Retype the stretch of the listing below from the line containing "of the wooden" through the end of the listing, keeping every character as it appears.
— START TASK MATERIAL —
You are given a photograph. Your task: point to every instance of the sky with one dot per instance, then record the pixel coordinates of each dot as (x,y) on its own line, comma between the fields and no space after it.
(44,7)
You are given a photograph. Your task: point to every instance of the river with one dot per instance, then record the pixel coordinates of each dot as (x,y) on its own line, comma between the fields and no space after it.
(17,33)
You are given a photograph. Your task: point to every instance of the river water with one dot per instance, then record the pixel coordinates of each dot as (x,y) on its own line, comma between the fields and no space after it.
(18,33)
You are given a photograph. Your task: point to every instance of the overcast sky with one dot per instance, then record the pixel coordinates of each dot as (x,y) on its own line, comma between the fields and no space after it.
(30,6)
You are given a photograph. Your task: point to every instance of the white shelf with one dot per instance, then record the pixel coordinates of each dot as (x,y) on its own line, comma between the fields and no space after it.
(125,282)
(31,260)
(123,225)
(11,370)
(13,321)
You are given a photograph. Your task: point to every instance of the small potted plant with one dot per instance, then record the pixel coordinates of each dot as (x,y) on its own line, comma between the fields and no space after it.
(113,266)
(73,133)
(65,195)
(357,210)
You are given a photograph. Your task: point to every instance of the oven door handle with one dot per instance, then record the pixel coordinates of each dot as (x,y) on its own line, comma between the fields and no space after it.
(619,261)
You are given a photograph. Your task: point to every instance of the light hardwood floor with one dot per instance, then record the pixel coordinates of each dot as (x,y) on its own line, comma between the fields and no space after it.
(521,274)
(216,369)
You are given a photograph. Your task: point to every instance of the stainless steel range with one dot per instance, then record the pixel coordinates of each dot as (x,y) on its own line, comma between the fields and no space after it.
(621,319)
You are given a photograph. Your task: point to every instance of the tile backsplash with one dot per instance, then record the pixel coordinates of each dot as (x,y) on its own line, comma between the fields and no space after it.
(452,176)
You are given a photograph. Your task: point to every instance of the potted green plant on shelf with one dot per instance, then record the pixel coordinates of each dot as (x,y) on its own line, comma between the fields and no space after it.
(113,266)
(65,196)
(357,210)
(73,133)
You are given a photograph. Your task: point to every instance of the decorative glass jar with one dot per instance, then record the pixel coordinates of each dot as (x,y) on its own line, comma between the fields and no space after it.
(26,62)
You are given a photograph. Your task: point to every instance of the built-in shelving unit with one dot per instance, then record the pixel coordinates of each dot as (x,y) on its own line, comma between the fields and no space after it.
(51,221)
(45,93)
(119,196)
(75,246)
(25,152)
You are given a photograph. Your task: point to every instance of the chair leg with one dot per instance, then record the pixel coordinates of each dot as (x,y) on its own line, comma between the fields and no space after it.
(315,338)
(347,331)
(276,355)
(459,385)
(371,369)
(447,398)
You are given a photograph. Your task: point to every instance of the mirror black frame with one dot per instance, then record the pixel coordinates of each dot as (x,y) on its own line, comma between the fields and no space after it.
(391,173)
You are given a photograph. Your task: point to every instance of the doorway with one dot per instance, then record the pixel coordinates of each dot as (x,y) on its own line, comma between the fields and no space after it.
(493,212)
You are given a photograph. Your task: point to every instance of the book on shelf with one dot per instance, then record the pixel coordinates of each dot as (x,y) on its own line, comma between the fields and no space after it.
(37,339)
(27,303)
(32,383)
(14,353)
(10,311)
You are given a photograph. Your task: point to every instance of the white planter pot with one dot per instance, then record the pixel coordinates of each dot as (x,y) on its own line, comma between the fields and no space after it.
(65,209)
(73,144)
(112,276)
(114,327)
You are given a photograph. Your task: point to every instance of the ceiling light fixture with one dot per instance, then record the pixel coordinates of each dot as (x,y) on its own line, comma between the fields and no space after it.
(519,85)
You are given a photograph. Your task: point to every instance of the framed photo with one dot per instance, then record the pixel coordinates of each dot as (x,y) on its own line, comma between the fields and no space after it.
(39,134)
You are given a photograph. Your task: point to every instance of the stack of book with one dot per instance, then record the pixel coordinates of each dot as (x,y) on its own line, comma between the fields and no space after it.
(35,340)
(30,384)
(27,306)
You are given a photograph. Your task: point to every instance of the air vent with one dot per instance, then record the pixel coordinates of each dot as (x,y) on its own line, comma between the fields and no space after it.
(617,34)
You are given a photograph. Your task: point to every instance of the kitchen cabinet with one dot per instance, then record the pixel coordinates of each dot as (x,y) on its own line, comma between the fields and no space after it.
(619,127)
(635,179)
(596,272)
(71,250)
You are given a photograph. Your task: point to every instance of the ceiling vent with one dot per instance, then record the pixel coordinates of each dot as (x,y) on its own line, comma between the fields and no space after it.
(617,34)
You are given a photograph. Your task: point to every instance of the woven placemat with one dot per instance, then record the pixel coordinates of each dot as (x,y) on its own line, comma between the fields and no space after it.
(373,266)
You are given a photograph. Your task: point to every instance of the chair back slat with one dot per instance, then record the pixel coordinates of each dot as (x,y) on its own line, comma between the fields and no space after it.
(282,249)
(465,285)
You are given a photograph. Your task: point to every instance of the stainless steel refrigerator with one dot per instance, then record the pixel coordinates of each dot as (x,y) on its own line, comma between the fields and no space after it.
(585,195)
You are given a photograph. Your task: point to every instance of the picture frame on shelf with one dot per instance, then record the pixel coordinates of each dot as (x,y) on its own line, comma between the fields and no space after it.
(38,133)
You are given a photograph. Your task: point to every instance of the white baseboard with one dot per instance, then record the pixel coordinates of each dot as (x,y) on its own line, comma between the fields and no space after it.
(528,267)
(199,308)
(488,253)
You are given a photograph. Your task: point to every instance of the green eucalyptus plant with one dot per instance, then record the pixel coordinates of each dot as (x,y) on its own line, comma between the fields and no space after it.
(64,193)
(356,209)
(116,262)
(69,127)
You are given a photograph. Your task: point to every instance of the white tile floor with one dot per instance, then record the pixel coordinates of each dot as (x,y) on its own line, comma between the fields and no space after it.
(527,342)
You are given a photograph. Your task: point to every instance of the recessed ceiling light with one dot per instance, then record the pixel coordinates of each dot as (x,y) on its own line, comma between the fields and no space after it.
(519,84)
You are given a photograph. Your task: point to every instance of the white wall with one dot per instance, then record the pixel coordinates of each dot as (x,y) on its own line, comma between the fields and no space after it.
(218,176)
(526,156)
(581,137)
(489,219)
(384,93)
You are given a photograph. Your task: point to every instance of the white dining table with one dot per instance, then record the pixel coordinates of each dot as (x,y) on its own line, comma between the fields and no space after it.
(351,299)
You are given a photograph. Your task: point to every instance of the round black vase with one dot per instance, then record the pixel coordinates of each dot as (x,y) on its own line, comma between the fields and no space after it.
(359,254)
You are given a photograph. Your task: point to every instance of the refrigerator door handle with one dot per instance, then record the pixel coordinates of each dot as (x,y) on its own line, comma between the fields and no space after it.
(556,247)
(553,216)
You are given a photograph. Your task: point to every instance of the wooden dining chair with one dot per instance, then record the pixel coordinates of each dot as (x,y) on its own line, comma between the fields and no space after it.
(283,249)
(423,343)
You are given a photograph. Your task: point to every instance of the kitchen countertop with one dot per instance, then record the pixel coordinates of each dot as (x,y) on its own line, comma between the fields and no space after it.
— END TASK MATERIAL —
- SOLUTION FOR THIS PROBLEM
You are given a photograph. Your task: point to every instance of the wooden dining chair with one dot per instance, then record the pixel coordinates of each dot as (x,y) on its own line, comma between the fields and no space after it.
(283,249)
(423,343)
You are given a photograph. Your task: point to every instance of the kitchen countertop with one dot per instance, then record the pixel coordinates of each dot as (x,y) on its own line, comma between the fields and no space after it.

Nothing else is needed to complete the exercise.